● What to do: Type the records out again in full, exactly.

● Input rows:
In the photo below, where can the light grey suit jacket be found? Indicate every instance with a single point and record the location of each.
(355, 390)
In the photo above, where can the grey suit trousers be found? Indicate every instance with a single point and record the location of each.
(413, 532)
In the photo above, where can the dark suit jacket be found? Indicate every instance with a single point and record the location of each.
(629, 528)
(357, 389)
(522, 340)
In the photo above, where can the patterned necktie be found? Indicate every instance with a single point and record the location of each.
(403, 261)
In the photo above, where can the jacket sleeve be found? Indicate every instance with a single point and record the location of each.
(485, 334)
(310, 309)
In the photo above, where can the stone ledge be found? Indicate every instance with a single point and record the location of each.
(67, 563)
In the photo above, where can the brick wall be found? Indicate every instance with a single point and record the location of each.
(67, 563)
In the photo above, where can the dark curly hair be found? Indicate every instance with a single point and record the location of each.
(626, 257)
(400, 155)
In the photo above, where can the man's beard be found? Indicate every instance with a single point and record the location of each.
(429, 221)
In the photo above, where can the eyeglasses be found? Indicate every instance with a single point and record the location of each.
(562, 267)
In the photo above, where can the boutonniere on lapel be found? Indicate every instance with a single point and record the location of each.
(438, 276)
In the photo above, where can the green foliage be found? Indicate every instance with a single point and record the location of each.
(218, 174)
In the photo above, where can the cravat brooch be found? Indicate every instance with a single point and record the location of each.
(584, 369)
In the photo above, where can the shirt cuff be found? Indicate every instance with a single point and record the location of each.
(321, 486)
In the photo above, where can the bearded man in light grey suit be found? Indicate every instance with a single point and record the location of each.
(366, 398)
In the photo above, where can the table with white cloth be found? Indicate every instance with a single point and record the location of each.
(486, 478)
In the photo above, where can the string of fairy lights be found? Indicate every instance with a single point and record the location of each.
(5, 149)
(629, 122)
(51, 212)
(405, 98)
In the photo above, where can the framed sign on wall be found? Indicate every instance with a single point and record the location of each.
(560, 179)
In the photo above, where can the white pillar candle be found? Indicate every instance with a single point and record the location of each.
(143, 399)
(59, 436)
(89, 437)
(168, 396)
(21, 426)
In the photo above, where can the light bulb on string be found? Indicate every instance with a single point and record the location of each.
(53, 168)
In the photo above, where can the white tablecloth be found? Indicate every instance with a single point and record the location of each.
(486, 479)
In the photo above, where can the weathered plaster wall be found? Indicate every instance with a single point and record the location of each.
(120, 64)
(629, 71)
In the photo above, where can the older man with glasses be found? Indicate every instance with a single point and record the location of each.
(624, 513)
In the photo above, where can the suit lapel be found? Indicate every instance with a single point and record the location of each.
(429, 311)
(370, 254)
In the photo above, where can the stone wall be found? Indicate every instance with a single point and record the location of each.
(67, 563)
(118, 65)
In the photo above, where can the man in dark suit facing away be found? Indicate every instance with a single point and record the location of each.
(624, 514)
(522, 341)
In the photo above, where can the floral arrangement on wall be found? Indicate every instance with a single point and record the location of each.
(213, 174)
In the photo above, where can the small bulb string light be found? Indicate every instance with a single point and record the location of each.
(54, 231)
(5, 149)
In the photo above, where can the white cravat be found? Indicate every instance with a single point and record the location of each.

● Written solution:
In the photo below, where can the light grey suit jacket be found? Indicate every instance with a single point and record the location of each.
(355, 390)
In the photo above, where can the grey suit trousers be found? Indicate every instance with a single point and record the location of each.
(413, 532)
In the photo above, where can the dark suit jacket be found? Indicate every instance with a single point and record the location of each.
(629, 528)
(357, 389)
(522, 340)
In the photo above, where can the patterned necktie be found? Indicate every instance with a single point and record the location of each.
(403, 261)
In the photo above, where can the jacket sleeve be found? Indicate every instance with a single point and record the location of each.
(485, 334)
(310, 309)
In the photo above, where can the stone ledge be found? Indicate every instance with a single point and record the location of each.
(67, 563)
In the photo above, where can the brick wall be found? Indicate every instance with a single point and record the location of each.
(67, 563)
In the photo above, where can the dark curly hair be found? Indicate every instance with a single point and record the location of each.
(626, 257)
(400, 155)
In the photo above, where can the man's beard be found? Indicate every instance with a single point and record the location of each.
(429, 221)
In the photo above, where can the eyeglasses be found? Indicate every instance with a single point and record the location of each.
(562, 267)
In the photo above, where can the boutonniere on lapel be found? Indicate every instance with a single point and record the location of each.
(438, 276)
In the photo above, where can the green foliage be found? Indicate every instance with a single point and record the location of each.
(218, 174)
In the photo above, where can the cravat brooch be found? Indicate every instance with a single point and record the location of each.
(584, 369)
In the photo above, where can the shirt cuff be found? Indicate every instance with a single point and record the location of each.
(321, 486)
In the photo above, where can the bearded man in light grey suit be found? Indicate every instance with a single point and record the location of each.
(366, 398)
In the photo above, where can the table with white cloth be found? Indicate every instance with a single point and record the location of each.
(486, 478)
In the photo above, where can the string of fairy lights be found? Indicate every instance with a single point and record the location of each.
(5, 149)
(629, 122)
(51, 212)
(405, 98)
In the photo above, where can the framed sign on wall be found? Indicate every instance with a single point and record the location of each.
(560, 179)
In the photo above, where can the white pillar candle be found? Indicate every instance with a single point and record the location of each.
(143, 399)
(59, 436)
(89, 437)
(168, 396)
(21, 426)
In the photo above, where can the light bulb on string be found? Indicate every instance with a single point and record the location of each.
(53, 168)
In the photo above, where can the white tablecloth be found? Indicate every instance with a single point and record the location of each.
(486, 479)
In the photo above, where can the weathered plaster wall be found? Indicate every instance with a single point and record the location of each.
(120, 64)
(629, 71)
In the photo above, where can the older man with glasses be found? Indicate every instance with a single point and record the location of each.
(624, 513)
In the photo above, where can the suit lapel be found? Indicate every instance with a single point and record the location of each.
(429, 311)
(370, 254)
In the photo above, where can the stone wall be found? Indicate every instance with a single point and record the location of each.
(67, 563)
(118, 65)
In the photo above, where can the man in dark suit facing away be found? Indicate every instance with a single point and record the location of each.
(624, 514)
(522, 341)
In the photo above, where can the floral arrangement on wall be found? Indicate every instance with a single point and record the location of each.
(213, 174)
In the photo above, where can the small bulb string light be found? Indicate every instance with a single point and record the location of each.
(54, 231)
(5, 149)
In the photo above, where can the white cravat be found? Indicate every instance with a single point and record the location of each.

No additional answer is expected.